◆ **EXERCISE PROMPT**:
Transcribe the following rows character for character, omitting the pictures from your transcription.
* * * *
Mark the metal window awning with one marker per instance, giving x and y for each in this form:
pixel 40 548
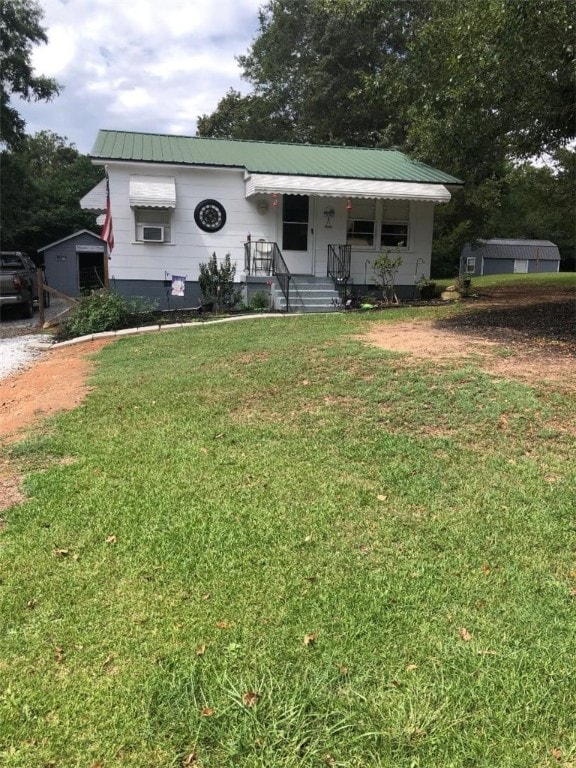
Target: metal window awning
pixel 260 183
pixel 152 192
* * * *
◆ **RESULT OF THE TASK**:
Mark the metal window awning with one marker per instance, giving x and y for each in this form:
pixel 40 548
Target: metal window awning
pixel 260 183
pixel 152 192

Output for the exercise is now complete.